» Hedefler:
• a. Galata Gezegeni metninde "Galata Gezegeni" ifadesinden "çalıştıramadığımızdan) pek ilgilenmemiştim." ifadesine kadar uzanan bölümü birebir yazın.
• b. Galata Gezegeni metnine göre Florian Thalhofer ile nerede tanışılmış?

Galata Gezegeni
iStoryBox adını verdiği bir çeşit gezer-seminer/sergi ile dünyanın değişik şehirlerinde ve kurumlarında kendi geliştirdiği etkileşimli (interaktif) sinema tekniğiyle hazırladığı filmleri gösteren ve Korsakow adlı tekniği tanıtan Florian Thalhofer ile iki sene önce Bilkent’te tanıştık.
Andreas (Treske) bu tekniği tanıştığımız günden beri anlatır, denememiz için ısrar ederdi. Ben bugünkü kadar üretim odaklı olamadığım (~=linux dışında OS kullanmam inadıyla mutlu mutlu yaşadığım) ve Korsakow Shockwave tabanlı olduğundan (ve linux ile çalıştıramadığımızdan) pek ilgilenmemiştim.

» Kayıtlı Veriler:
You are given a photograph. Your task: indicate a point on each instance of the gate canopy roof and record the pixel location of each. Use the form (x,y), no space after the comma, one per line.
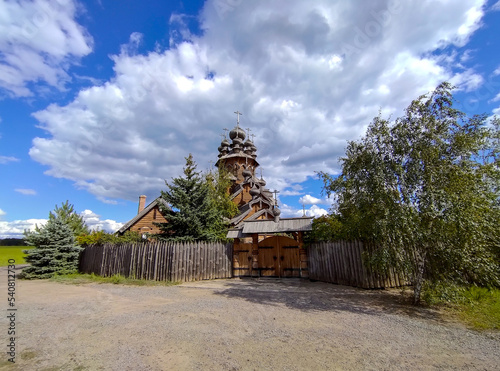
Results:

» Görev Sonuçları:
• a.
Galata Gezegeni
iStoryBox adını verdiği bir çeşit gezer-seminer/sergi ile dünyanın değişik şehirlerinde ve kurumlarında kendi geliştirdiği etkileşimli (interaktif) sinema tekniğiyle hazırladığı filmleri gösteren ve Korsakow adlı tekniği tanıtan Florian Thalhofer ile iki sene önce Bilkent’te tanıştık.
Andreas (Treske) bu tekniği tanıştığımız günden beri anlatır, denememiz için ısrar ederdi. Ben bugünkü kadar üretim odaklı olamadığım (~=linux dışında OS kullanmam inadıyla mutlu mutlu yaşadığım) ve Korsakow Shockwave tabanlı olduğundan (ve linux ile çalıştıramadığımızdan) pek ilgilenmemiştim.

• b. Bilkent'te.